Object location annotation data
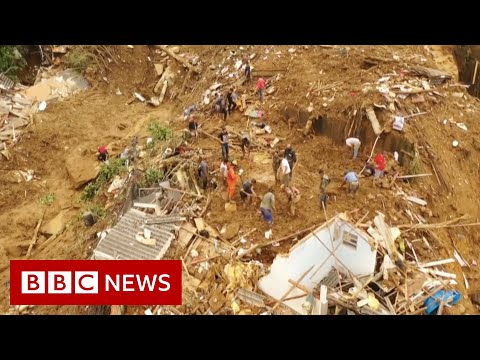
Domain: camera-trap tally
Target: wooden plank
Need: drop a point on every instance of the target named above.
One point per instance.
(199, 223)
(437, 263)
(292, 288)
(323, 300)
(35, 233)
(377, 129)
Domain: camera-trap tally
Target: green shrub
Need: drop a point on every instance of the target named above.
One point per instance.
(98, 211)
(89, 191)
(107, 173)
(160, 132)
(153, 176)
(10, 64)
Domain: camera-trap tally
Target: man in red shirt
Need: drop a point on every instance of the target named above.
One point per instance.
(261, 88)
(379, 161)
(102, 153)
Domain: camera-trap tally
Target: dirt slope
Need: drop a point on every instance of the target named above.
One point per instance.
(83, 122)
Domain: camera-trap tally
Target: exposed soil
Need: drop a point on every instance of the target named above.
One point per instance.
(98, 116)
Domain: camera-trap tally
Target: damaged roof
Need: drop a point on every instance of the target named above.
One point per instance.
(120, 243)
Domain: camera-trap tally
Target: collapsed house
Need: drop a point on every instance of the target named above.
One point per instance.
(336, 245)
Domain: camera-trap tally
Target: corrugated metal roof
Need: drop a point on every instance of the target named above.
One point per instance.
(5, 82)
(120, 242)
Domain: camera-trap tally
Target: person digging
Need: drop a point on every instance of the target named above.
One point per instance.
(267, 206)
(231, 180)
(293, 196)
(352, 181)
(247, 192)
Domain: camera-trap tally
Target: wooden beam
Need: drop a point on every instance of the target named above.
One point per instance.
(35, 233)
(292, 288)
(179, 59)
(413, 176)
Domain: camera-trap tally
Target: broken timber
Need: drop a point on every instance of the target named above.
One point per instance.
(377, 129)
(179, 59)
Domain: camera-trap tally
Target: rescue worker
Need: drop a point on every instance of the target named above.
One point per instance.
(245, 143)
(261, 88)
(293, 195)
(247, 191)
(276, 160)
(193, 127)
(224, 171)
(324, 181)
(231, 101)
(231, 180)
(291, 156)
(203, 173)
(224, 140)
(248, 71)
(267, 206)
(284, 172)
(379, 161)
(354, 143)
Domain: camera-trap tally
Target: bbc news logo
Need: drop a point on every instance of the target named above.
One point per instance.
(96, 282)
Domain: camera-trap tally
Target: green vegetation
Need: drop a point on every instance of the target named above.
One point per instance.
(98, 211)
(47, 199)
(107, 173)
(159, 132)
(153, 176)
(11, 60)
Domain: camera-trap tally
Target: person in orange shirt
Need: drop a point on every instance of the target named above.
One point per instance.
(231, 180)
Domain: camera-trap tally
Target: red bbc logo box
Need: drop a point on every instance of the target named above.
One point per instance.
(96, 282)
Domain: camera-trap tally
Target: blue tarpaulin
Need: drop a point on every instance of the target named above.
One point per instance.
(433, 302)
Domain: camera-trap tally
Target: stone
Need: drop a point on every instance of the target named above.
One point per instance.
(231, 230)
(54, 226)
(81, 170)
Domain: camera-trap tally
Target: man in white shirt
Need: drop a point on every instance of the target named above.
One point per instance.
(285, 171)
(355, 144)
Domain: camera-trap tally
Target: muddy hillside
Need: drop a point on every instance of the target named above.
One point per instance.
(405, 242)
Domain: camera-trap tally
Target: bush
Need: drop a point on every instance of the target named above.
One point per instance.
(98, 211)
(10, 63)
(89, 191)
(107, 173)
(159, 132)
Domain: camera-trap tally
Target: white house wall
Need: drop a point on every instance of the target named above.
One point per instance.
(360, 261)
(311, 251)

What is asked:
Copy every line in the rows above that contains the word "person". Case counts.

Reply:
Target: person digging
Target: person in orange shirt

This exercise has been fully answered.